Starting with the line that has "of the steep" in it, repeat every line through the last one, word for word, and give nothing more.
= = = =
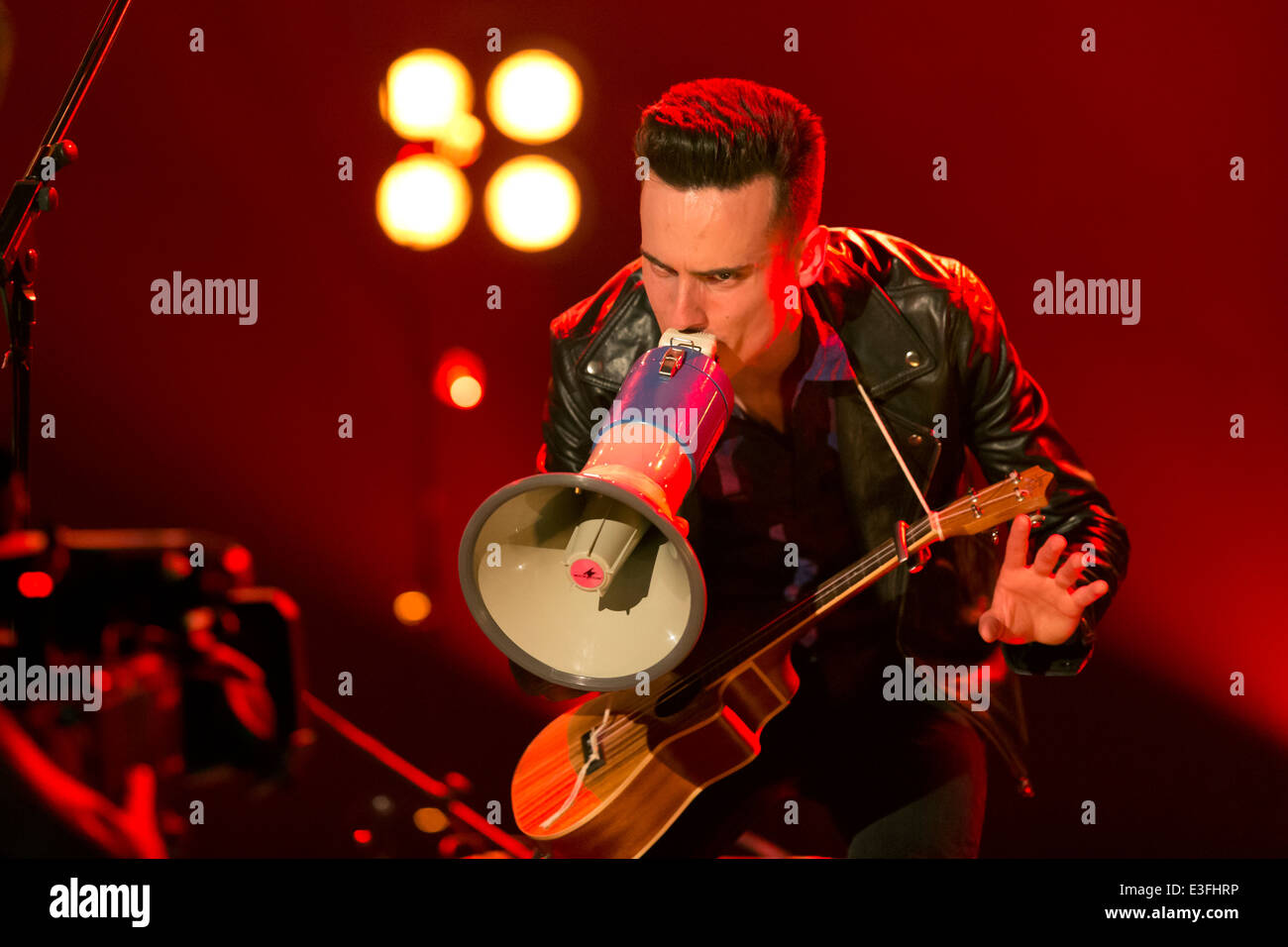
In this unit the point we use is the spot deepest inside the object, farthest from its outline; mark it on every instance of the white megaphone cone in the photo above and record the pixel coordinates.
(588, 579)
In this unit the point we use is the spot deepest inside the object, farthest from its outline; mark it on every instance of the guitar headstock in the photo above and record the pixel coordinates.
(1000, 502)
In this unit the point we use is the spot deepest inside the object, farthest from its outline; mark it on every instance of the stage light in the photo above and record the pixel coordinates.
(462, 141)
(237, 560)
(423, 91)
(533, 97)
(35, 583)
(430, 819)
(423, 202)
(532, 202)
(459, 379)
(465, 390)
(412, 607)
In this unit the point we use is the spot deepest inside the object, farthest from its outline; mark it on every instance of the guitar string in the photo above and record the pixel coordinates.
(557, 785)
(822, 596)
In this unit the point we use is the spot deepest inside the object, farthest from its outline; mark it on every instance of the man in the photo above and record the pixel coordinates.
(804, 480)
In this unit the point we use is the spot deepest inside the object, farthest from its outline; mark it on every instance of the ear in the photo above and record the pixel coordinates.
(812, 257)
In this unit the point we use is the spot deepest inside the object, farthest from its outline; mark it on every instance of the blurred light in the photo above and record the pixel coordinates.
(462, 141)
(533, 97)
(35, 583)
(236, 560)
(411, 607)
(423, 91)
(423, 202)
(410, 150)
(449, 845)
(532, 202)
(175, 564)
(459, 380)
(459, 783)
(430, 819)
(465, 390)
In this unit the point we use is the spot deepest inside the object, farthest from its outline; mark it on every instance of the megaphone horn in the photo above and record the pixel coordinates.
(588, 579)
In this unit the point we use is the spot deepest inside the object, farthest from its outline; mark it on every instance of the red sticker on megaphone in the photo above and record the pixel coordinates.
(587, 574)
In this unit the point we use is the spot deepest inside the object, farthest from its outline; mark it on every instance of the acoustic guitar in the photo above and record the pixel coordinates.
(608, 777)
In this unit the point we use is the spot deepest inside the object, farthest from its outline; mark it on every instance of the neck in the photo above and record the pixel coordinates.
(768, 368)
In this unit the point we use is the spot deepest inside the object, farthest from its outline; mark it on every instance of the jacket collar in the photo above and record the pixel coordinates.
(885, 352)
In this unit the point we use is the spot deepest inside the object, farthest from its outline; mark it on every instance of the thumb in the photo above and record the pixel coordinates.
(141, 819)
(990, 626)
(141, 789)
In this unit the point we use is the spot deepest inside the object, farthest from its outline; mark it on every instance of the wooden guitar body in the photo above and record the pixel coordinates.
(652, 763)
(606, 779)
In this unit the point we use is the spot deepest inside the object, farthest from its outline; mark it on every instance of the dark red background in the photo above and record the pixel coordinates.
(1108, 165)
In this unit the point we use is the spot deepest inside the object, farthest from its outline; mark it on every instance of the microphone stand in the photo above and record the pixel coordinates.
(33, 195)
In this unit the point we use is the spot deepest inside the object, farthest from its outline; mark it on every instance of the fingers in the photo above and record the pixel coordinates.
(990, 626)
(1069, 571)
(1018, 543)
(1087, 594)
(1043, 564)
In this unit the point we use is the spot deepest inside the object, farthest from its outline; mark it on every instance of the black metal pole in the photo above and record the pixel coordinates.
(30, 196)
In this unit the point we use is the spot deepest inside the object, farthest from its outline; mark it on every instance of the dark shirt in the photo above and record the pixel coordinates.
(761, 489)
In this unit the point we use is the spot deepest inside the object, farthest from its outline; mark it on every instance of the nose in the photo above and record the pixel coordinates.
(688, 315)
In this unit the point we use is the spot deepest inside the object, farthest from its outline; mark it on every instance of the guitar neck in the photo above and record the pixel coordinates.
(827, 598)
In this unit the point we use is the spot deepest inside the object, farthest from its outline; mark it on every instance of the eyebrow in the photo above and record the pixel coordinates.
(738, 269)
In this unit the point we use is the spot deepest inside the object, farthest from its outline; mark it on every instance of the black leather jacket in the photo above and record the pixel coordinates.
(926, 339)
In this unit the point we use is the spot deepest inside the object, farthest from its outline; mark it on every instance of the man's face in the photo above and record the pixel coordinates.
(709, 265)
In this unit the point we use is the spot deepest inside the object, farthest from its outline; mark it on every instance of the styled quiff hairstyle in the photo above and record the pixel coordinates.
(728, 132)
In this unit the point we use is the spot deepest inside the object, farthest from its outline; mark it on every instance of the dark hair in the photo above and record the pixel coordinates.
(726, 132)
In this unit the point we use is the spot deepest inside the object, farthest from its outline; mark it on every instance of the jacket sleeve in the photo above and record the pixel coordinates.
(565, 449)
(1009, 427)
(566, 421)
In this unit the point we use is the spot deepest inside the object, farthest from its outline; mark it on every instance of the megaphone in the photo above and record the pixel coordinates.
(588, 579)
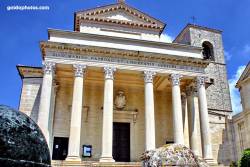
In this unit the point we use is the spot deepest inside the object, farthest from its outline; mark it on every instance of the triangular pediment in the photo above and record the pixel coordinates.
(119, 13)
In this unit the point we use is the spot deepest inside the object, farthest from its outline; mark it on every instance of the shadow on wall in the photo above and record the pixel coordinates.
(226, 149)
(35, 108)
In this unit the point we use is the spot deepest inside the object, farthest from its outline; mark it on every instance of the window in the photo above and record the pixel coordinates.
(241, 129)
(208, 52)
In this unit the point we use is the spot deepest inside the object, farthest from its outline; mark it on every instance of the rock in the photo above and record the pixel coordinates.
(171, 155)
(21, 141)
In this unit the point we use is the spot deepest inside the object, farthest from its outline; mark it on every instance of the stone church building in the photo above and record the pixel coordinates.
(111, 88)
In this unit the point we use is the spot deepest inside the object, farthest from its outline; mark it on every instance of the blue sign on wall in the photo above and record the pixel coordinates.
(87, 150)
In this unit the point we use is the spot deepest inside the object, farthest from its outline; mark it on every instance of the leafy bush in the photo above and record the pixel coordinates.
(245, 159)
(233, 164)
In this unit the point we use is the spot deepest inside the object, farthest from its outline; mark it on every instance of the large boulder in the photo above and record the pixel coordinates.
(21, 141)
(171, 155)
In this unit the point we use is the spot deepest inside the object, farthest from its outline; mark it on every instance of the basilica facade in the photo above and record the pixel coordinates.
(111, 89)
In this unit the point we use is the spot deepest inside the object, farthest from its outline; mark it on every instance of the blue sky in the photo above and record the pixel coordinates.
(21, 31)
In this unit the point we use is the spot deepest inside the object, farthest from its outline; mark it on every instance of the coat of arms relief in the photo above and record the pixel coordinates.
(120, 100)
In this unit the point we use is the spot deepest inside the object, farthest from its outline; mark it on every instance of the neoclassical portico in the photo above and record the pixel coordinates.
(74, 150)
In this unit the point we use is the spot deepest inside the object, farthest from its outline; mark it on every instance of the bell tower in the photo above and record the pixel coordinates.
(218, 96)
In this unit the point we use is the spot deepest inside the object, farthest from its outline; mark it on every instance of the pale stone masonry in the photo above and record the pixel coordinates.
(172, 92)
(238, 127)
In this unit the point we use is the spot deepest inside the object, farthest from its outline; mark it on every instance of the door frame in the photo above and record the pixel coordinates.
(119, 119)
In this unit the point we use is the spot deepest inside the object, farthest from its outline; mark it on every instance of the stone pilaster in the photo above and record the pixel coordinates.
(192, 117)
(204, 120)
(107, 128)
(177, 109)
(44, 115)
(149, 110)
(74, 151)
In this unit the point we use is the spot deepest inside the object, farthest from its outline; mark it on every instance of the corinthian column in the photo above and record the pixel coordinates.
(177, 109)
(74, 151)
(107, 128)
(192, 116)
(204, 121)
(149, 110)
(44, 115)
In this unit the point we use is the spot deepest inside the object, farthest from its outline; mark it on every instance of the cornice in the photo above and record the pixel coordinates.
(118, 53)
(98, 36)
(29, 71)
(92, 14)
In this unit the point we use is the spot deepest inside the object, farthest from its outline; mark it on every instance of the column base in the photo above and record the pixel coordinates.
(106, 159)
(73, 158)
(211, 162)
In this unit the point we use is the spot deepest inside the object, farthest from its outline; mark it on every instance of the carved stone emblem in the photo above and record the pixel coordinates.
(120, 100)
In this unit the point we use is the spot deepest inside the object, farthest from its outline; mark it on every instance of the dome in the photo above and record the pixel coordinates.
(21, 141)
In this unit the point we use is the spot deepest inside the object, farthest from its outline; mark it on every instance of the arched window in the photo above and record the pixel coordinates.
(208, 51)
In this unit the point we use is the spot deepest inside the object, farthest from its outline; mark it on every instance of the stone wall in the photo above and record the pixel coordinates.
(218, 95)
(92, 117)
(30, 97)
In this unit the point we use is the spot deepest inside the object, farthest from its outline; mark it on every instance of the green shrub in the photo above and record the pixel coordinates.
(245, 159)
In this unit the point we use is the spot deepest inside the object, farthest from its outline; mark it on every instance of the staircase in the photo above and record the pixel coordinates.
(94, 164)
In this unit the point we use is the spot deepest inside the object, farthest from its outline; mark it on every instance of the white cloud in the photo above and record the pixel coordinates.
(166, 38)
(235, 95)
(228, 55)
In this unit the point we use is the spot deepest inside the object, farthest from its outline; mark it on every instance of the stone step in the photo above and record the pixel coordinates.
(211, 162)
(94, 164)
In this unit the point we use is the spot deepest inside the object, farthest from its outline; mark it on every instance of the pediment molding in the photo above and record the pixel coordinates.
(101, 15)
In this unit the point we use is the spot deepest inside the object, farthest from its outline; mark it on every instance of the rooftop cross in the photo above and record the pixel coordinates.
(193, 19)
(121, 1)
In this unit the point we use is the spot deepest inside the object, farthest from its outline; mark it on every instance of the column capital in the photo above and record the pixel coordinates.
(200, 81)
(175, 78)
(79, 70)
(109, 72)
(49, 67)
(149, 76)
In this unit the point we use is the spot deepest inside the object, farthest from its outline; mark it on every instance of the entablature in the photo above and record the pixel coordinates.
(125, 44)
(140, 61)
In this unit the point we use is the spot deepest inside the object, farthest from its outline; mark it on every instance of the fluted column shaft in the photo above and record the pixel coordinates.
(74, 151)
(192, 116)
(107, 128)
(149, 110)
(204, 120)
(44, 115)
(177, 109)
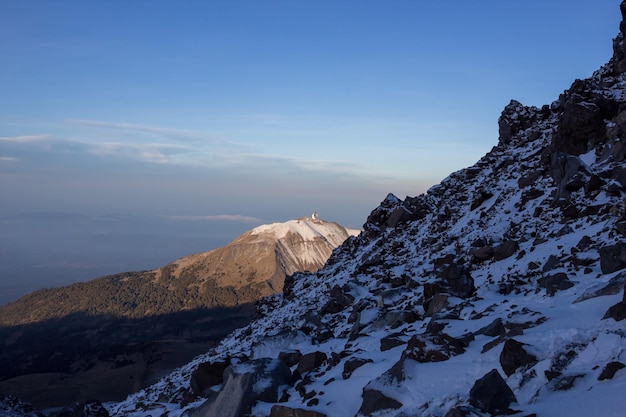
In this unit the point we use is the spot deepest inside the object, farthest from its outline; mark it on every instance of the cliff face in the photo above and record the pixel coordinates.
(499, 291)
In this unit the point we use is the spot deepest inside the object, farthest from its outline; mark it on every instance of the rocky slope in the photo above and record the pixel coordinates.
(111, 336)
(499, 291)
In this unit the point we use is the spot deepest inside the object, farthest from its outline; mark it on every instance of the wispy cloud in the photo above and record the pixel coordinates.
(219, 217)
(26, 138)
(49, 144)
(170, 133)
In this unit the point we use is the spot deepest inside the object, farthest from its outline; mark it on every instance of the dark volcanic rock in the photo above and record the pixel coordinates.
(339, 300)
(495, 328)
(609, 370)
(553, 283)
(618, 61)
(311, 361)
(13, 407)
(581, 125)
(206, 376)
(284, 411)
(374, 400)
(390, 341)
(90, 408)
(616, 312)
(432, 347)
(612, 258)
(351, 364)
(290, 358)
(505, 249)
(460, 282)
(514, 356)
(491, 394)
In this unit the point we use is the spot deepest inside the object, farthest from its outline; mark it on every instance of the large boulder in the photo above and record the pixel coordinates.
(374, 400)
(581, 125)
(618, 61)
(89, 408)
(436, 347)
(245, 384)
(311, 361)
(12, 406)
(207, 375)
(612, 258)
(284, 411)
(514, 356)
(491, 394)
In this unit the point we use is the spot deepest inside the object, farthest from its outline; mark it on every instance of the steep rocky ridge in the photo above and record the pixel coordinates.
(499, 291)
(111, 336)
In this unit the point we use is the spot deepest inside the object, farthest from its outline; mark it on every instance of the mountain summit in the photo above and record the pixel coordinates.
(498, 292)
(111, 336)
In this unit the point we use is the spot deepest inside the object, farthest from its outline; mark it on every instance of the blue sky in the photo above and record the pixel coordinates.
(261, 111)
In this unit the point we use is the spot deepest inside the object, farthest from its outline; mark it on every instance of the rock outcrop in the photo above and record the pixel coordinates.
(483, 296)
= = = =
▶ _Answer to the task_:
In this unit the point we use is the spot deepest inside the object, farthest from its outline; mark it on every instance of the steep rocky ridge in the photo above and record the pixel coordinates.
(499, 291)
(111, 336)
In this unit the point we use is the spot deepest inside the object, farthest from its outline; mark it on every instance of the mountain summit in the photo above and record the pixel coordinates.
(498, 292)
(111, 336)
In this unit the point we use is the spot deepest inside the object, farthest from its outline; mark it on every instance of the blue sky in the photo above and record the pixel coordinates.
(261, 111)
In this unit the point we use is the spot deepest inside the object, farthest from its outline; mark it on every instance of the rock outcrop in the photo above and record the pixel coordinates.
(483, 296)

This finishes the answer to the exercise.